Without the images, output each record below as it stands.

[Dataset excerpt]
- - -

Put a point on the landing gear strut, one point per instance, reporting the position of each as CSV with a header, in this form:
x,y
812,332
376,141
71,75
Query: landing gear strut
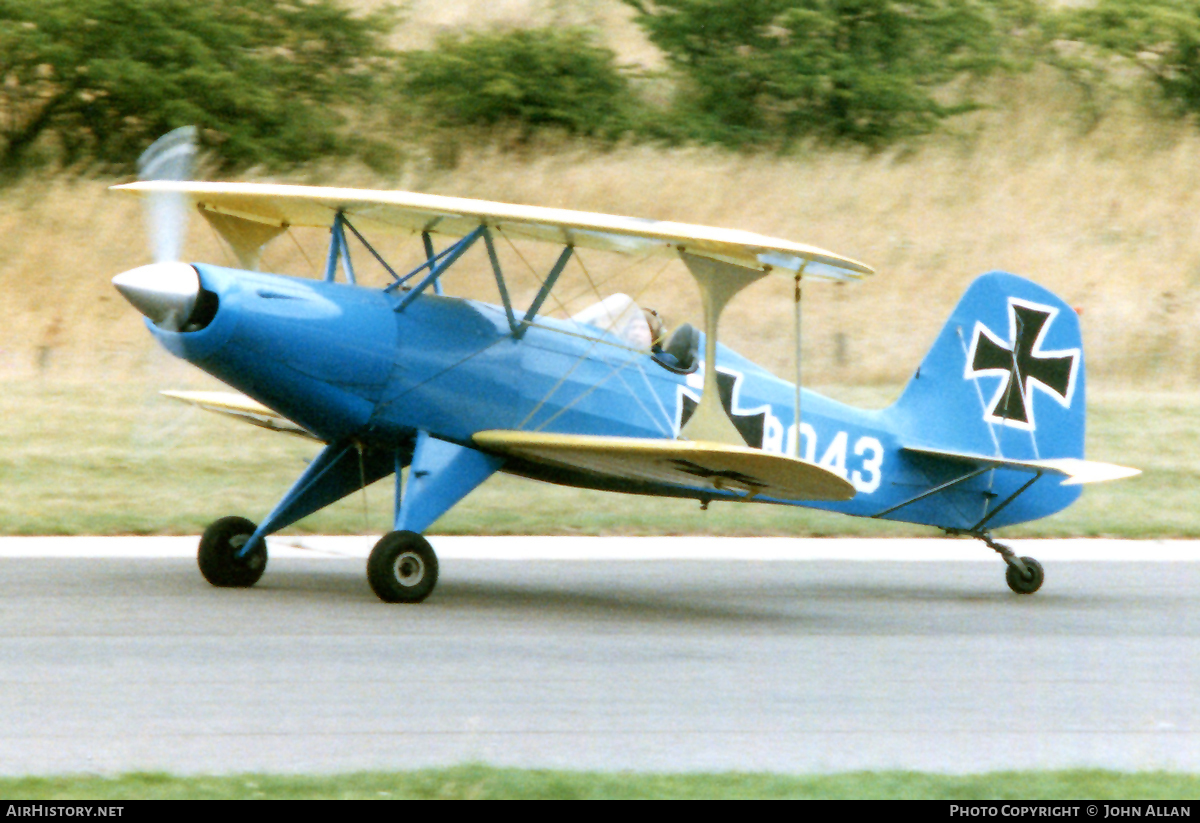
x,y
1024,574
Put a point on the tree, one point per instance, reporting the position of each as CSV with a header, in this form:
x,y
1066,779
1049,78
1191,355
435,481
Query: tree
x,y
94,82
1162,37
859,70
533,78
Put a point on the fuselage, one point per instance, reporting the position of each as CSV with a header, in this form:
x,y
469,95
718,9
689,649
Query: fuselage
x,y
341,361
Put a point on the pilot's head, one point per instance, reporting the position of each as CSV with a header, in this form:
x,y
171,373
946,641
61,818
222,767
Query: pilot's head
x,y
655,323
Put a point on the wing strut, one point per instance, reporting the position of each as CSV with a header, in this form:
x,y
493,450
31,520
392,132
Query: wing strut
x,y
798,275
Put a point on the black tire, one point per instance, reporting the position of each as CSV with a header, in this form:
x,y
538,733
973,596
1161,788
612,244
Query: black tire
x,y
402,568
219,558
1021,584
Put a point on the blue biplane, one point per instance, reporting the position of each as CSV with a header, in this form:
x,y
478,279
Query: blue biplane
x,y
989,431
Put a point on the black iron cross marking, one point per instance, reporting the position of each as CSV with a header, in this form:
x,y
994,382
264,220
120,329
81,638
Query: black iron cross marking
x,y
1023,365
750,426
717,475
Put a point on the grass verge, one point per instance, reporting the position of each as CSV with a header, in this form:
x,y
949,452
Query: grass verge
x,y
489,782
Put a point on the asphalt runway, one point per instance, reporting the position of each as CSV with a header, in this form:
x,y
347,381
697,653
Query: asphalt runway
x,y
719,655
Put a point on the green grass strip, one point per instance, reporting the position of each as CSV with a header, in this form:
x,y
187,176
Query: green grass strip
x,y
489,782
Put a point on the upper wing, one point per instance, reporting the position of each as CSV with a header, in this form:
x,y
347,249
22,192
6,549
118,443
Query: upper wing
x,y
316,206
682,463
241,408
1077,470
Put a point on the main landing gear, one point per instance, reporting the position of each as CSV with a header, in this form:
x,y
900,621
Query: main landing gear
x,y
1024,574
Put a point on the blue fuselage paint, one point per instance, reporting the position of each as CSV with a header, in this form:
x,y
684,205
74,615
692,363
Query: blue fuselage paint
x,y
342,362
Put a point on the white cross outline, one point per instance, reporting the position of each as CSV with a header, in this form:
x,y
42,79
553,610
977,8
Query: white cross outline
x,y
687,390
1007,374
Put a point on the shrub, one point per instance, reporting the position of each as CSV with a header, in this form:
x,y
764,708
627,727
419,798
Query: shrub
x,y
858,70
94,82
531,78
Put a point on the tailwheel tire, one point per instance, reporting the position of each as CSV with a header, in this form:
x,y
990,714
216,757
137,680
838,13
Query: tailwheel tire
x,y
1023,584
402,568
219,558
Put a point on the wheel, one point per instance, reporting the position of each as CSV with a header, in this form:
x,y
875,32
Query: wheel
x,y
219,558
1021,584
402,568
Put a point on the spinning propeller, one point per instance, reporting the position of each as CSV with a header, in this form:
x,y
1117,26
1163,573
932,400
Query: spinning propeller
x,y
167,290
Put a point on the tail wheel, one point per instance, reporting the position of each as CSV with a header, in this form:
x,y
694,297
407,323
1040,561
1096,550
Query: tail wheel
x,y
1023,584
402,568
219,558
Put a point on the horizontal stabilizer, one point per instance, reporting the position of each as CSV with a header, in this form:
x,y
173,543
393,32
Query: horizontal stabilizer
x,y
682,463
1077,470
243,408
455,216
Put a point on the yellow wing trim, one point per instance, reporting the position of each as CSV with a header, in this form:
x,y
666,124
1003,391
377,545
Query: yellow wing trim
x,y
241,408
1075,470
411,211
684,463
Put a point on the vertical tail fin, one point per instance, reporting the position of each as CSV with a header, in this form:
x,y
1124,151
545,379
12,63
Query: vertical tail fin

- - -

RESPONSE TO THE TASK:
Put a point on the landing gear strut, one point per instance, reporting the position of each as CSV with a header, in this form:
x,y
812,332
376,141
71,75
Query: landing gear strut
x,y
1024,574
Put a point on the tree, one point per instance, reporting the position of each as CSV with a header, in this form:
x,y
1066,779
1049,78
1191,355
435,481
Query: tree
x,y
94,82
1162,37
859,70
533,78
Put a point on the fuselage, one point per instance, reporting the position of each as CSV with a header, in this form:
x,y
469,95
718,9
689,649
Query: fuselage
x,y
341,361
Put a point on the pilot's head, one point per instance, reporting the position of each as CSV with a header, in this form:
x,y
171,373
946,641
61,818
222,767
Query: pilot's head
x,y
655,323
Put a point on the wing strut, one point per instance, reporting the position of each as CSV with a header, in this form:
x,y
493,450
31,520
392,132
Query: wing strut
x,y
798,275
Put a point on the black tire, one point per instance, reporting the position of each as CSV with a header, in this form:
x,y
538,733
973,596
1161,788
612,244
Query: black tire
x,y
402,568
219,558
1021,584
Put a point on the blue biplane, one point per instance, reporting the position of each as CSV with a header, in this form:
x,y
478,279
Query: blue biplane
x,y
989,431
Put a point on the black iron cross marking, one point per instance, reporting the position of each as CSV with a header, in this form:
x,y
994,382
264,220
120,329
81,638
Query: black iron cross marking
x,y
1023,365
750,426
717,475
Put a point on the grass verge, one point per instance, reporting the position of each as CSV with a header, in this form:
x,y
949,452
Query: grass verge
x,y
489,782
Put a point on the asphalt runway, one point per instance, reporting the position of each as CSV with a header, in this form:
x,y
347,381
697,653
Query: asphalt runway
x,y
719,655
Put a point on the green grass strip, one point per instance, reporting the position of each as CSV with a header, in this form:
x,y
187,176
Query: green grass strip
x,y
489,782
Put a point on the upper wing, one point per instance, reporting the position of each as CSV with a header, in this form:
x,y
347,249
22,192
6,549
118,443
Query: upper wing
x,y
316,206
682,463
241,408
1077,470
Put a point on the main landing gear, one point per instance, reporting the position of each as CSV with a header, in this form:
x,y
900,621
Query: main landing gear
x,y
1024,574
Put a point on the blue fuselage paint, one point per instance, reporting the position of each as CSV with a header, in this form:
x,y
684,205
74,615
692,363
Query: blue fuselage paint
x,y
342,362
Put a point on the white cross outline, one point per instance, reporting the position of each as CSV with a header, in this form:
x,y
42,79
553,610
977,8
Query: white cross outline
x,y
687,390
1007,374
Put a point on the shrub, one point per instance, reporting the position of each as CSV with a header, in this form:
x,y
764,708
627,727
419,798
Query: shrub
x,y
858,70
94,82
531,78
Put a point on the tailwheel tire, one point per instance, reporting the position of each as CSV with a header, in this form:
x,y
990,714
216,757
137,680
838,13
Query: tailwheel tire
x,y
1023,584
402,568
219,558
Put a point on the wheel, one point per instance, reporting the position of each as CSV with a header, in this form:
x,y
875,32
Query: wheel
x,y
219,558
1021,584
402,568
Put a point on the spinning propeller, one point per instance, reporting the position of each as CSV with a header, in this form:
x,y
1117,26
1163,573
932,400
Query: spinning propeller
x,y
167,290
Put a point on the tail wheel, one point per instance, reporting the position of each as CSV with a header, in this form:
x,y
694,297
407,323
1040,561
1096,550
Query: tail wheel
x,y
1023,584
402,568
219,558
Put a point on the horizontal stabilizer, one point per instance, reporting the position of each as CSV with a header, in this form:
x,y
173,543
393,32
Query: horizontal stabilizer
x,y
682,463
1077,470
243,408
455,216
Put a point on the yellow wing trim, one point per instance, reporting the position of each as CSV with a header, in this form:
x,y
666,124
1003,391
377,545
Query: yellow wing trim
x,y
241,408
1075,470
411,211
684,463
Put a point on the vertical tail fin, one point per instance, reporting the position of each as CSV with a header, in this form:
x,y
1124,151
545,379
12,63
Query: vertical tail fin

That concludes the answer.